Labeled-object pointing entries:
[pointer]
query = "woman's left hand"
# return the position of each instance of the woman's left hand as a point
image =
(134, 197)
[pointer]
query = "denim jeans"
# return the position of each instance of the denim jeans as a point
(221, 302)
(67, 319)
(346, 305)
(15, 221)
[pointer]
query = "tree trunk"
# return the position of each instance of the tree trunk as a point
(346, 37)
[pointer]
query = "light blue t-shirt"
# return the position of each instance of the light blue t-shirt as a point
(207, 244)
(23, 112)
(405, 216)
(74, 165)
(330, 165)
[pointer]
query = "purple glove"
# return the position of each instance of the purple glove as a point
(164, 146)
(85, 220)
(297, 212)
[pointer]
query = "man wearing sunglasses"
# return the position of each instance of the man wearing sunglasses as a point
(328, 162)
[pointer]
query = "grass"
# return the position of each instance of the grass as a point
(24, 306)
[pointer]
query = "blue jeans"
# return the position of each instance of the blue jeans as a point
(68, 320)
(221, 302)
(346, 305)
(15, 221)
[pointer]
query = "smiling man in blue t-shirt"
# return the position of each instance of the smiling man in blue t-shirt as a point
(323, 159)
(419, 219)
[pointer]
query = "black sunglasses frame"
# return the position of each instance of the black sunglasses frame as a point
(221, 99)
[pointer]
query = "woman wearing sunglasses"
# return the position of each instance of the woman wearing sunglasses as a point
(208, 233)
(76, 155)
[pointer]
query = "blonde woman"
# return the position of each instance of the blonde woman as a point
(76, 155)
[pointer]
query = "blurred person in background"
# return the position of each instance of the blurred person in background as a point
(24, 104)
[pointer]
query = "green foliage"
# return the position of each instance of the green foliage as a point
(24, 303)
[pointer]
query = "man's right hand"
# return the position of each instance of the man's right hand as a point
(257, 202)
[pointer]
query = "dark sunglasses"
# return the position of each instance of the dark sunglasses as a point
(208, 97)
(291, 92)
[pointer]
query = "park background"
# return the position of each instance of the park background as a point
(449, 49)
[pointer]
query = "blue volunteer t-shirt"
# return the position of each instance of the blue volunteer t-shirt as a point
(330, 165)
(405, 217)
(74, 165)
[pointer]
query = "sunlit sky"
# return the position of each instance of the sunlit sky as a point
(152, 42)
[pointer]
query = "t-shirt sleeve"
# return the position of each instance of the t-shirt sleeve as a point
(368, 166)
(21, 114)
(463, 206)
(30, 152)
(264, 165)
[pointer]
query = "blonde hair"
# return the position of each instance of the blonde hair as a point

§ Directions
Your task is to reproduce all of the records exactly.

§ Finished exercise
[pointer]
query = "woman's left hand"
# return the position of each instance of the woman's left hand as a point
image =
(134, 197)
[pointer]
query = "denim jeans"
# return the position of each instance of the denim jeans as a point
(221, 302)
(67, 319)
(346, 305)
(15, 221)
[pointer]
query = "tree trunk"
# return the position of each instance of the tree trunk as a point
(346, 37)
[pointer]
query = "light blue t-shirt"
# return the position of each instance of the light blue t-shirt as a point
(207, 244)
(23, 112)
(405, 216)
(74, 165)
(330, 165)
[pointer]
query = "purple glove"
# return the position of each instance of the purple glove as a point
(164, 146)
(85, 220)
(297, 212)
[pointer]
query = "man wearing sunglasses"
# return the position of each instance of the man wearing sunglasses as a point
(328, 162)
[pointer]
query = "grass"
# return the position of each instance of the grass as a point
(24, 306)
[pointer]
query = "blue jeans"
# return the position of each instance of the blue jeans as a point
(68, 320)
(221, 302)
(346, 305)
(15, 221)
[pointer]
query = "smiling man in blue t-shirt"
# return the position of each instance of the smiling man in blue t-shirt as a point
(323, 159)
(419, 219)
[pointer]
query = "black sunglasses frame"
# return the position of each instance of the black sunglasses frame as a point
(221, 99)
[pointer]
query = "woman wearing sunglasses"
# return the position of each instance of the woman wearing sunglasses as a point
(208, 233)
(76, 155)
[pointer]
query = "blonde woman"
# return the position of each instance of the blonde woman as a point
(76, 155)
[pointer]
query = "blurred person in background"
# return the position of each instance of the blurred person in background as a point
(24, 104)
[pointer]
query = "green foliage"
# return the position of each instance of the green foliage as a point
(24, 303)
[pointer]
query = "man's right hand"
# return the position of each instance of the man's right hand as a point
(257, 202)
[pointer]
query = "dark sunglasses"
# return the position of each instance of the dark sunglasses as a point
(208, 97)
(291, 92)
[pointer]
query = "park background"
# return the position of each instance of the park background as a point
(449, 49)
[pointer]
query = "blue volunteer t-shirt"
# return the position of each instance of the blue volunteer t-shirt as a point
(330, 165)
(405, 217)
(74, 165)
[pointer]
query = "sunlit sky"
# return the position of each instance of the sunlit sky as a point
(152, 42)
[pointer]
query = "t-shirt sleeve"
# return the position of each instance of the t-shirt sleeve as a point
(368, 166)
(21, 114)
(463, 206)
(30, 152)
(264, 165)
[pointer]
query = "blonde hair"
# return the position of each instance of the blonde hair as a point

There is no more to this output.